What you have to do:
Every line of the entries below that carries the string "mast" should be copied.

[Point-per-instance localization data]
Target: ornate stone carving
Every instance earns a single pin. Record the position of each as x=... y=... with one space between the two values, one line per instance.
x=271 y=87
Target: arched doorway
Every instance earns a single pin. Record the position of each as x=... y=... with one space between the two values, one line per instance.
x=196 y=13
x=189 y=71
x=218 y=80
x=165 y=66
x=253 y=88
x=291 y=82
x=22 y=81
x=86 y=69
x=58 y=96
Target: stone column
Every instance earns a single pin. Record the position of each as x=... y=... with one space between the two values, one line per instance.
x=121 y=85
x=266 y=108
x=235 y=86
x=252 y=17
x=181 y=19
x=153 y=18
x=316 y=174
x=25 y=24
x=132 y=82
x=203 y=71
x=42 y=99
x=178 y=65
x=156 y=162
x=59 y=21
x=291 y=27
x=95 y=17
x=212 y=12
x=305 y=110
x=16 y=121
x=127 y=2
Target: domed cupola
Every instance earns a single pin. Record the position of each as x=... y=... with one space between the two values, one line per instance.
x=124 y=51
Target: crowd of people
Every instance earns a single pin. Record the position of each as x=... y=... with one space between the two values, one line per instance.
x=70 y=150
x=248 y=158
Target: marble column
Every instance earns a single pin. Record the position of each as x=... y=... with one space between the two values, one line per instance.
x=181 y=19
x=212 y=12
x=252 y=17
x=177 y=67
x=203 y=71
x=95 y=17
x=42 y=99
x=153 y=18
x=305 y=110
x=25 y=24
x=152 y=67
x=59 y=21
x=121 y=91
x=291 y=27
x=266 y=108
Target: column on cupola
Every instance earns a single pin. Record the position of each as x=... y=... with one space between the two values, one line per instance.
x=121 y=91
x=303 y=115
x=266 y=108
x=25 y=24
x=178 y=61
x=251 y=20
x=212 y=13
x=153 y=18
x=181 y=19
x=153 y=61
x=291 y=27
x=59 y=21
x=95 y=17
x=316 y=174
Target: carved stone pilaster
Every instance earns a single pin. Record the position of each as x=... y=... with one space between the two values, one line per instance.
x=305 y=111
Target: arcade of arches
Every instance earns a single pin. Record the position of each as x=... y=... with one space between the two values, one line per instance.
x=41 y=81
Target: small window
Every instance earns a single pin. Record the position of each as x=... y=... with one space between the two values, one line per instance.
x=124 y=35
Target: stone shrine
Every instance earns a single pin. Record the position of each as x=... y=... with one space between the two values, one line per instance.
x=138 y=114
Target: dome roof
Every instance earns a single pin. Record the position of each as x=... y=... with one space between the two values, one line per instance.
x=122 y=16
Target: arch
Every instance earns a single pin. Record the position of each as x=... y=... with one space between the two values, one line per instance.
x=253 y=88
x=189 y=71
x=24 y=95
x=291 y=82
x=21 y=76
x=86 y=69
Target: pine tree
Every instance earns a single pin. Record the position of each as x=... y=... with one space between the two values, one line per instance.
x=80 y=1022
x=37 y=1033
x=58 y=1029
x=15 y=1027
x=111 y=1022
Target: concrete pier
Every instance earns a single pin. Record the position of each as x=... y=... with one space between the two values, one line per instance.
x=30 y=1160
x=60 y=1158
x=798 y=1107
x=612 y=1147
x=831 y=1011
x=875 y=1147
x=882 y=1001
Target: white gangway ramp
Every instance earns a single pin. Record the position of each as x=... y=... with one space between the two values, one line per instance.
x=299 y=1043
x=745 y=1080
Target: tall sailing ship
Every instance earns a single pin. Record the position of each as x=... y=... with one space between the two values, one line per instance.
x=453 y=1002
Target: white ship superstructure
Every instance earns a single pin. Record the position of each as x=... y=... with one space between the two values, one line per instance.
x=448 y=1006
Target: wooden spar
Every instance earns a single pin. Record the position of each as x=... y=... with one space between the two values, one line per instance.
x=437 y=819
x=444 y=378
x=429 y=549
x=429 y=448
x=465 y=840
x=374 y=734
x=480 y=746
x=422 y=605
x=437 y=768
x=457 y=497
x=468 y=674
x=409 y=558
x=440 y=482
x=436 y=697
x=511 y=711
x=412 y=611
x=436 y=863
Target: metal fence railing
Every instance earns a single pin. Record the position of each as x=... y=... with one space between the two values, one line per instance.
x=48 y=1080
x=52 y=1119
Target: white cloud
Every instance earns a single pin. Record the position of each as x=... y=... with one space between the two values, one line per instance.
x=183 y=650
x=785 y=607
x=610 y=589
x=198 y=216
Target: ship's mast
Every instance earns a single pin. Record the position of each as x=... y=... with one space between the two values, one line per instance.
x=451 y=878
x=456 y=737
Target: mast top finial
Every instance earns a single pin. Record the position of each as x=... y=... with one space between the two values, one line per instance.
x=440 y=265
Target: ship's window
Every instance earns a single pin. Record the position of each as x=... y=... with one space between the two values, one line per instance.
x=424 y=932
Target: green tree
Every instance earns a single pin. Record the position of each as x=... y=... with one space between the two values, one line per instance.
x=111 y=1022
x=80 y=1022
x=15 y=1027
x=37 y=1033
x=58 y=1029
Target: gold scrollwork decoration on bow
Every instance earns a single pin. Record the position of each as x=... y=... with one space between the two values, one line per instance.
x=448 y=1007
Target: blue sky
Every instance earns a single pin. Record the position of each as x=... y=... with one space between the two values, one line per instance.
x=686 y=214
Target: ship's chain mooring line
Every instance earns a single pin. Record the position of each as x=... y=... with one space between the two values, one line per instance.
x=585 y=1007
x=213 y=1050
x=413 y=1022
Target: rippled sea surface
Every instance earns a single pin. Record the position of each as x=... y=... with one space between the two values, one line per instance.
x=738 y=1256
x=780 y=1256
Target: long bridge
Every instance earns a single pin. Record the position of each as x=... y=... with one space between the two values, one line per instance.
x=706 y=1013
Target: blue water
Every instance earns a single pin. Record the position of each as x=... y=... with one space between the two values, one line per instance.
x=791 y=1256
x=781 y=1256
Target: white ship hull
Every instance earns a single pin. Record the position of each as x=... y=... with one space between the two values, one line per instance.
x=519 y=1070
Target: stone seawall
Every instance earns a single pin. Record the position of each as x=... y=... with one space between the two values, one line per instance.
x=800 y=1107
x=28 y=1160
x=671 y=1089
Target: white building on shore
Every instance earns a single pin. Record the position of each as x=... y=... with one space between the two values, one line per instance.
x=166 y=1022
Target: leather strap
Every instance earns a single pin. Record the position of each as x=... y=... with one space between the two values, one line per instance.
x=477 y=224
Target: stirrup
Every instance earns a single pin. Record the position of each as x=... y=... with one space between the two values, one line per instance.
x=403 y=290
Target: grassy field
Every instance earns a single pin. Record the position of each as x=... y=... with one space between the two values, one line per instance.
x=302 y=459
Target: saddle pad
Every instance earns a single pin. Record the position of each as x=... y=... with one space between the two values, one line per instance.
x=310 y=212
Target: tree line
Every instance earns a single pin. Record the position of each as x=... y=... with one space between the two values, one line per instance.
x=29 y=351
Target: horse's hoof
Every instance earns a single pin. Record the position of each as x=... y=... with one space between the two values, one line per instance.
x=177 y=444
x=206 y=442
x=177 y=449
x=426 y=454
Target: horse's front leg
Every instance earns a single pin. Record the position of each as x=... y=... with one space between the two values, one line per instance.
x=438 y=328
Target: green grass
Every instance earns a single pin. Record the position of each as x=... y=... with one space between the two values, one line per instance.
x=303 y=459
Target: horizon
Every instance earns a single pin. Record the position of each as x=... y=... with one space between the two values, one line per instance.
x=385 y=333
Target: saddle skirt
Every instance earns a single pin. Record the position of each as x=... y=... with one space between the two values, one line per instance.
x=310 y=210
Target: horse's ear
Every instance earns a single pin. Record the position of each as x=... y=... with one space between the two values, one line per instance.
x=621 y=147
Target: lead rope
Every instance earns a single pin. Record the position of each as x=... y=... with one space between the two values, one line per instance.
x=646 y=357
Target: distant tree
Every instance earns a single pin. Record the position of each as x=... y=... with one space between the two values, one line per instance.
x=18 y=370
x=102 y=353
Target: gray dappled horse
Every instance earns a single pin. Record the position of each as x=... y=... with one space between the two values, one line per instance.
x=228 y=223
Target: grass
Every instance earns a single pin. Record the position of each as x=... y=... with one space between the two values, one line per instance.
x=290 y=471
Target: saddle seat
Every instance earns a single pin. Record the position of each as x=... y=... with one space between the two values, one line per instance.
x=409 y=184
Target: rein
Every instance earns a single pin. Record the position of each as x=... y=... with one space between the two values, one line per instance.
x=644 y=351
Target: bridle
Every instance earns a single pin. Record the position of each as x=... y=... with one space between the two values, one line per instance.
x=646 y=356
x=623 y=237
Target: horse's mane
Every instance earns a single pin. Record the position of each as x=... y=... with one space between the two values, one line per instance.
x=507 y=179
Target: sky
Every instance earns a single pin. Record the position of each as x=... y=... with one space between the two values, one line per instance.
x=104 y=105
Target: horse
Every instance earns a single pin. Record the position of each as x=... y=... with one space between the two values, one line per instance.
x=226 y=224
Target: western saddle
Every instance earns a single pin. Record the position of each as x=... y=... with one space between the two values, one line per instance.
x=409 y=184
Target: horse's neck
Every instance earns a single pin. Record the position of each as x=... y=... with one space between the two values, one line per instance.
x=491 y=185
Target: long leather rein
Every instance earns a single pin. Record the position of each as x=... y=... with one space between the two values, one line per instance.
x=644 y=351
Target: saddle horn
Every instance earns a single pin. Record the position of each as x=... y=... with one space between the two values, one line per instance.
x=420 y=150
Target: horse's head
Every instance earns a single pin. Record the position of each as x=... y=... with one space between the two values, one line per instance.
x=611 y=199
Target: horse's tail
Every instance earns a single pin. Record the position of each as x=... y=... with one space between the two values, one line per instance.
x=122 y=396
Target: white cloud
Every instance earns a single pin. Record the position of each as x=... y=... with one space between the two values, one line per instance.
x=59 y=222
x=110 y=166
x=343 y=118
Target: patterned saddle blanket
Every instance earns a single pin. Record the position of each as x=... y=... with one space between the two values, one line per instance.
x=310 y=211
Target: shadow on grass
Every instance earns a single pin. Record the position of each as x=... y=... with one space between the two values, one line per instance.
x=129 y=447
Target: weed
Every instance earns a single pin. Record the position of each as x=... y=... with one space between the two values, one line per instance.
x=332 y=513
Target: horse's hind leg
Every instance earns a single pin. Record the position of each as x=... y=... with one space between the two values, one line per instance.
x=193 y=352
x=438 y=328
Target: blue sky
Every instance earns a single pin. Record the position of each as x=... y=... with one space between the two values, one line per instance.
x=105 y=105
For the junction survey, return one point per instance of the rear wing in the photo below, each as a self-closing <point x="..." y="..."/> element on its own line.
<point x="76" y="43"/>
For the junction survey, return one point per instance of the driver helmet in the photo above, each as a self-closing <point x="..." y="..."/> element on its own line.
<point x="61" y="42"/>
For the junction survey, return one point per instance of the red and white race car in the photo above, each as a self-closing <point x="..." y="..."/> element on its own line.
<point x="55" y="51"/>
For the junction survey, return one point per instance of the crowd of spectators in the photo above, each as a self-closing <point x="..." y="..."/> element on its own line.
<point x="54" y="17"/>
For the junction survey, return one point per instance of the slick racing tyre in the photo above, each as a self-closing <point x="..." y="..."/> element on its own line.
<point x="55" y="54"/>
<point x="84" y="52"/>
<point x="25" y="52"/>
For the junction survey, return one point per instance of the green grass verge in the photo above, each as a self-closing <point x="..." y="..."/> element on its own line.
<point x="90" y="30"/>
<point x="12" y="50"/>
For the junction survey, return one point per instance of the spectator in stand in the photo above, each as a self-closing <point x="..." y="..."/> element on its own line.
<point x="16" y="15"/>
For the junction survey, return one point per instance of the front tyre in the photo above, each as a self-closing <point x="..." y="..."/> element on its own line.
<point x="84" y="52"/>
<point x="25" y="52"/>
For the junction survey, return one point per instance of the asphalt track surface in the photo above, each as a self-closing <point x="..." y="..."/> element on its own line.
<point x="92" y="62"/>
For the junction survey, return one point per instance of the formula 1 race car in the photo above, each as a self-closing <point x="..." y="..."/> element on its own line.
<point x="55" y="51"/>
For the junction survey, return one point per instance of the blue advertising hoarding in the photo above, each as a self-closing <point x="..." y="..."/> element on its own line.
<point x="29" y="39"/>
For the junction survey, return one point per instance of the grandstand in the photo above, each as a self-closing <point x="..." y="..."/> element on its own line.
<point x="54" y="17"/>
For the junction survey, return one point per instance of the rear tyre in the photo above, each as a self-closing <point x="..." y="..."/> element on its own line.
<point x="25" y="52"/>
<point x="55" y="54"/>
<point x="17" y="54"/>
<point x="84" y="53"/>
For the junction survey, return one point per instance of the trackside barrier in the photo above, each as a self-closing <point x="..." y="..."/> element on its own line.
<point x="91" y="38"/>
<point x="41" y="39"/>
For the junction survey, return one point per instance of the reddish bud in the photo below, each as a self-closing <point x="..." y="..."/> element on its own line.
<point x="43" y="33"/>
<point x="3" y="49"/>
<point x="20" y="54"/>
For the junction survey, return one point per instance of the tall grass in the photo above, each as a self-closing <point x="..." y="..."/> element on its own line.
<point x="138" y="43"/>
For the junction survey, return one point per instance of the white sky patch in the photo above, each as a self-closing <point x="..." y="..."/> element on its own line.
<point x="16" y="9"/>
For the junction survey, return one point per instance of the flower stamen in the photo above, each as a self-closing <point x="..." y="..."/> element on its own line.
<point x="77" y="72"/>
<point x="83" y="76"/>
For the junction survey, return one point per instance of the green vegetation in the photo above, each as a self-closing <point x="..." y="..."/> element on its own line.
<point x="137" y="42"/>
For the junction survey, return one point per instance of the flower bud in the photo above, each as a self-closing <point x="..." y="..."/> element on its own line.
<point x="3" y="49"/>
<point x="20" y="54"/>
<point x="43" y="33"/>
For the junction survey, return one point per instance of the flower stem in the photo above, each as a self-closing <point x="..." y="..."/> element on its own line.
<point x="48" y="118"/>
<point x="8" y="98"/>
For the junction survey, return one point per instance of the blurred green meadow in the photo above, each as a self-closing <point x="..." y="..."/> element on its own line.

Exercise output:
Target: ship's mast
Target: mast top finial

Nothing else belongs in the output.